STATED GOAL: Write out again the stretch of the records from the line containing "output [[368, 11]]." through the line containing "[[274, 188]]", with "wheel hub" changed to "hubcap" and nothing else altered.

## Start EXCERPTED DATA

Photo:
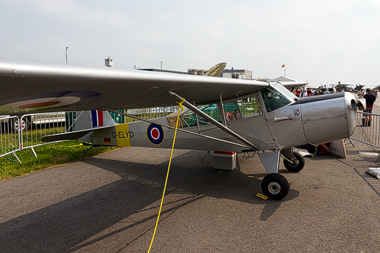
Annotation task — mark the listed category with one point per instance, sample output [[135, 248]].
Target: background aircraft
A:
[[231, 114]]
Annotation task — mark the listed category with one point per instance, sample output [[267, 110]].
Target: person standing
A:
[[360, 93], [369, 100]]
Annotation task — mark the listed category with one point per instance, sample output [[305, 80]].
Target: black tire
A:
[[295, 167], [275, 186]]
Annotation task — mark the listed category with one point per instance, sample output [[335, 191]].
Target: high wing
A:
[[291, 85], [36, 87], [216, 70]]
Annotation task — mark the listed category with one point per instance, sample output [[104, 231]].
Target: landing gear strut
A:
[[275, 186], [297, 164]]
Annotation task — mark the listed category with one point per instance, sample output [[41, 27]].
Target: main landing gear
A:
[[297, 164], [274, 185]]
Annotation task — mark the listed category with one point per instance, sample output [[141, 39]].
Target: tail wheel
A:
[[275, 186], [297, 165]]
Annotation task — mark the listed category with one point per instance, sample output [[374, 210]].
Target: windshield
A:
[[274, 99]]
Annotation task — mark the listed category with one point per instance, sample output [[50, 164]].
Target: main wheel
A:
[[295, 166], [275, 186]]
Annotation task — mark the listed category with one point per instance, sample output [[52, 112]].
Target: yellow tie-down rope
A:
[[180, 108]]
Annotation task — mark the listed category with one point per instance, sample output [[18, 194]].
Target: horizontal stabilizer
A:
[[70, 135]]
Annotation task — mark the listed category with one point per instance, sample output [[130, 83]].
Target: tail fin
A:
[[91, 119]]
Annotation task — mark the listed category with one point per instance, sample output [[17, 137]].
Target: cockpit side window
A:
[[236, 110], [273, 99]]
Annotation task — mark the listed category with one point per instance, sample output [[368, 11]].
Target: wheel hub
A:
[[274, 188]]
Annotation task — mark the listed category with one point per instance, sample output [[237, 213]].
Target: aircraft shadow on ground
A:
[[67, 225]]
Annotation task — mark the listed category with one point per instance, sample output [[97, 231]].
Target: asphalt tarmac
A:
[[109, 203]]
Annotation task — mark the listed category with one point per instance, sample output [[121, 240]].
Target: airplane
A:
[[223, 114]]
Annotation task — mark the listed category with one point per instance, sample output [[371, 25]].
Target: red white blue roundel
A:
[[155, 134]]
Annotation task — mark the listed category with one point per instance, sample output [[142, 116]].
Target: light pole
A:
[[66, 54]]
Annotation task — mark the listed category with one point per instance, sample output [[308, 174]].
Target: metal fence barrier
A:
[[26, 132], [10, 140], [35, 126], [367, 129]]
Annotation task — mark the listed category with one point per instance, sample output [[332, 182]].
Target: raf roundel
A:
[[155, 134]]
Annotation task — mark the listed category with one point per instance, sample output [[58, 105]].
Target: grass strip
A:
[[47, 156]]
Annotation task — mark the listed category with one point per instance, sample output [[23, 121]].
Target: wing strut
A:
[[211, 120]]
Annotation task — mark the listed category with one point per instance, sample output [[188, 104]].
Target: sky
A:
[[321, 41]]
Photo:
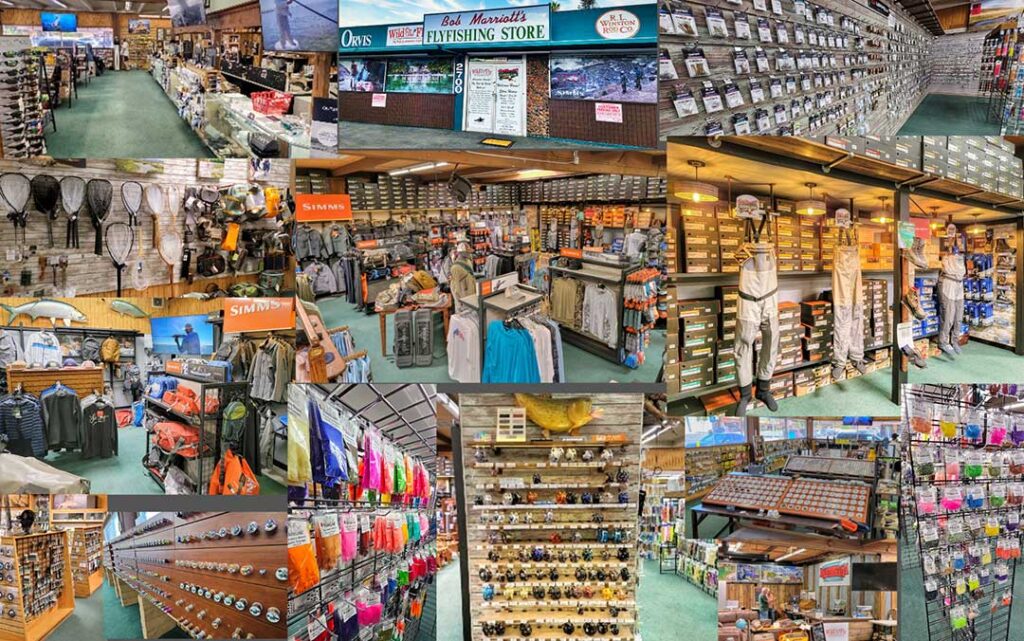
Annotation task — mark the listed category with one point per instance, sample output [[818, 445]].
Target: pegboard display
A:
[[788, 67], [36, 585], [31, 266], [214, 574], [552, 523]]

## End EXCERPTED DATA
## Start EXCERPTED DATA

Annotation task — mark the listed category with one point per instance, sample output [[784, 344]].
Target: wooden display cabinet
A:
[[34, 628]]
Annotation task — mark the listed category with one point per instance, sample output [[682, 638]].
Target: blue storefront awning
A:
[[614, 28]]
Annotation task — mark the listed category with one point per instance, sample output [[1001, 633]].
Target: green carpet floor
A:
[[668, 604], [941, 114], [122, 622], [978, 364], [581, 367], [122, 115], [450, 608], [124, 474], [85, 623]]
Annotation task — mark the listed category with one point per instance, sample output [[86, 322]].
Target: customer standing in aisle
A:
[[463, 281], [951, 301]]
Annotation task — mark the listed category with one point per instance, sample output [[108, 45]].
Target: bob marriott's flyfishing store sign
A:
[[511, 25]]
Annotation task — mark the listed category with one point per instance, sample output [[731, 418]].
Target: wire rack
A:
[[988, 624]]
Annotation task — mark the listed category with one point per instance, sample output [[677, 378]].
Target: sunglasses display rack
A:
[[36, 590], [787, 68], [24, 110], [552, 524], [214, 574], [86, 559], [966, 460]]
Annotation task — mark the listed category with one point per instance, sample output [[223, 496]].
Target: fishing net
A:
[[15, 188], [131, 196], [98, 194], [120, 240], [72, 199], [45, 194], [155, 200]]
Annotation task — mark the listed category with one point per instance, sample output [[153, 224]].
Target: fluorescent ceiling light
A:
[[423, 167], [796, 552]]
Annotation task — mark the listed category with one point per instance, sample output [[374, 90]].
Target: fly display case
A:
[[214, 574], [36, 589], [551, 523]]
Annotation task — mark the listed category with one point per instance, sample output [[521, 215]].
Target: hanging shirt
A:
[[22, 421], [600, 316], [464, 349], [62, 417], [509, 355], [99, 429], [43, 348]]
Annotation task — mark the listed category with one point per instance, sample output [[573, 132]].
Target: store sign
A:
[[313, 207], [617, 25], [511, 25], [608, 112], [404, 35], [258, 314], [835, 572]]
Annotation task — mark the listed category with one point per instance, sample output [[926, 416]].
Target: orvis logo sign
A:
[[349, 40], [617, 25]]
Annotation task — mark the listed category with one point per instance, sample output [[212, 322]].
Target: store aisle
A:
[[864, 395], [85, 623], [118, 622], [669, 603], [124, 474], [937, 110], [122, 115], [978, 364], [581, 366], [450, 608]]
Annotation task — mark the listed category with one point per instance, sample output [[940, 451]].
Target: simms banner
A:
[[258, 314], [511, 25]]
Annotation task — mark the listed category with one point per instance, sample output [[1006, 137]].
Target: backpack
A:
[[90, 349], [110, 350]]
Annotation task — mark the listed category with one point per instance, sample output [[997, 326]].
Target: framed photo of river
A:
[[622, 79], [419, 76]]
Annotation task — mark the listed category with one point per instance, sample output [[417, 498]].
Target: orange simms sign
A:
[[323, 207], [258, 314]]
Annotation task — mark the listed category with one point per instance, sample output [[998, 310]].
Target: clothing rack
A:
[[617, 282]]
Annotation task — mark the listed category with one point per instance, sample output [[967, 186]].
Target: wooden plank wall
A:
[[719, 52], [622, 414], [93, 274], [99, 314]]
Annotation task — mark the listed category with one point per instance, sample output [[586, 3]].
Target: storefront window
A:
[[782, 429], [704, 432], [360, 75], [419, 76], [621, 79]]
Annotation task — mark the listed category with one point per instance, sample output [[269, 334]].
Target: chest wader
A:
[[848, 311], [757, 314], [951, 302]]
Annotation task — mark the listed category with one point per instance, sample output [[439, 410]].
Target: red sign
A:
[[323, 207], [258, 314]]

## End EXCERPTED DATA

RESPONSE TO THE EXERCISE:
Annotation task — mark the listed category with one point per instance, sample output [[368, 11]].
Target: hubcap
A:
[[274, 188]]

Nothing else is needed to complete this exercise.